■ Problem to work on:
Find every line below with the word "trace" in it, and copy each one.

Items from a data source
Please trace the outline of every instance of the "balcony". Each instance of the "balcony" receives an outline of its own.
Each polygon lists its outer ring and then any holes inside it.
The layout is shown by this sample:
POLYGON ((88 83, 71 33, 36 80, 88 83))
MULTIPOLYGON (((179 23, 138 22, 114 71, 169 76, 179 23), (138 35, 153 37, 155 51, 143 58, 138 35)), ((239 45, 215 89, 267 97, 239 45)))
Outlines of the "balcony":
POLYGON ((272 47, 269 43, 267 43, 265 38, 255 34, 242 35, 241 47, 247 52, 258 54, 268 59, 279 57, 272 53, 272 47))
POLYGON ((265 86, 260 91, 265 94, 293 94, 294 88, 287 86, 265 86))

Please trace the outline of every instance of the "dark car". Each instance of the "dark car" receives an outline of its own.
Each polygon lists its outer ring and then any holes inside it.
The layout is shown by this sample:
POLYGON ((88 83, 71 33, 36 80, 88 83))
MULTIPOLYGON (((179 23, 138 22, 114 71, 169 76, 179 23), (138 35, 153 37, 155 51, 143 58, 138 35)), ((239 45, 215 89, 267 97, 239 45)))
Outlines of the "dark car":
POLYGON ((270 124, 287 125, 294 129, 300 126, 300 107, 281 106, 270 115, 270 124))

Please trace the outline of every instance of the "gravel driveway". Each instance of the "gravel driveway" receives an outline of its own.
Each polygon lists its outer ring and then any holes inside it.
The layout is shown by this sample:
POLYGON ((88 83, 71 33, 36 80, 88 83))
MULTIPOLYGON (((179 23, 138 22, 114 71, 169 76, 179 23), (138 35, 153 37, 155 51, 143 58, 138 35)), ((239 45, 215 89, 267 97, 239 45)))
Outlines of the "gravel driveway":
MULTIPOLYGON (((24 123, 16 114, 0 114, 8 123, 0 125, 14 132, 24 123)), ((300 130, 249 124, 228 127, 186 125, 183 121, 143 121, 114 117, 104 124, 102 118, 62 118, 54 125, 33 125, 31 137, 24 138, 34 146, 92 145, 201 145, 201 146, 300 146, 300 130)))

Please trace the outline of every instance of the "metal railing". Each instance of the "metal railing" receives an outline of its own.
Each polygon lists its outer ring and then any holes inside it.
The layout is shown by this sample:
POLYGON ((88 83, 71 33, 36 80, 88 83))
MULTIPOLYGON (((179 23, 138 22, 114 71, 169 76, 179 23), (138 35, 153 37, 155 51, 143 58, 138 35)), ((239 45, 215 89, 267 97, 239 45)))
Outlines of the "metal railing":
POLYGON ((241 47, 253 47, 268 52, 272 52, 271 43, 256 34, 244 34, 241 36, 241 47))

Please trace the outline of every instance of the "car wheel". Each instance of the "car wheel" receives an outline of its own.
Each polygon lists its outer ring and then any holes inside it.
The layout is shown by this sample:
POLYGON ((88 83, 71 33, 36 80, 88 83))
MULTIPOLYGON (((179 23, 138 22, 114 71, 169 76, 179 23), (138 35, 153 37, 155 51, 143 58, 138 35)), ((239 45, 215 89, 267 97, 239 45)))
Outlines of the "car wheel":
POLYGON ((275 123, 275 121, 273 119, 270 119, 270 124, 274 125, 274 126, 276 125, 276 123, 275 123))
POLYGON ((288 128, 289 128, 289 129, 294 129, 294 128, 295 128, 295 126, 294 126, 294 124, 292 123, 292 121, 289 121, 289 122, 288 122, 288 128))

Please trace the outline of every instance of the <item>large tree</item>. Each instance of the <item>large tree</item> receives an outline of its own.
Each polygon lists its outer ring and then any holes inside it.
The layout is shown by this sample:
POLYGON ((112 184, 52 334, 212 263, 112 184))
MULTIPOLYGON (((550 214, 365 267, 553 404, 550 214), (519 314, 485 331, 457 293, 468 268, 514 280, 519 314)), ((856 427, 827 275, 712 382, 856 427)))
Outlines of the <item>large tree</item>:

■ Answer:
Please trace the outline of every instance of the "balcony". Each instance of the "balcony" receives an outline of its own.
Please trace the outline of every instance of the "dark car". Each instance of the "dark car" receives an outline of its own.
Please trace the outline of every instance of the "gravel driveway". Each instance of the "gravel driveway" receives an outline of its own.
Please trace the outline of every instance of the "metal railing". Each instance of the "metal railing" receives an outline of its own.
Please trace the outline of every instance of the "car wheel". Each instance of the "car wheel" receives an outline of its own.
Please trace the outline of every instance of the <item>large tree</item>. Each instance of the <item>large tree</item> receives an outline of its own.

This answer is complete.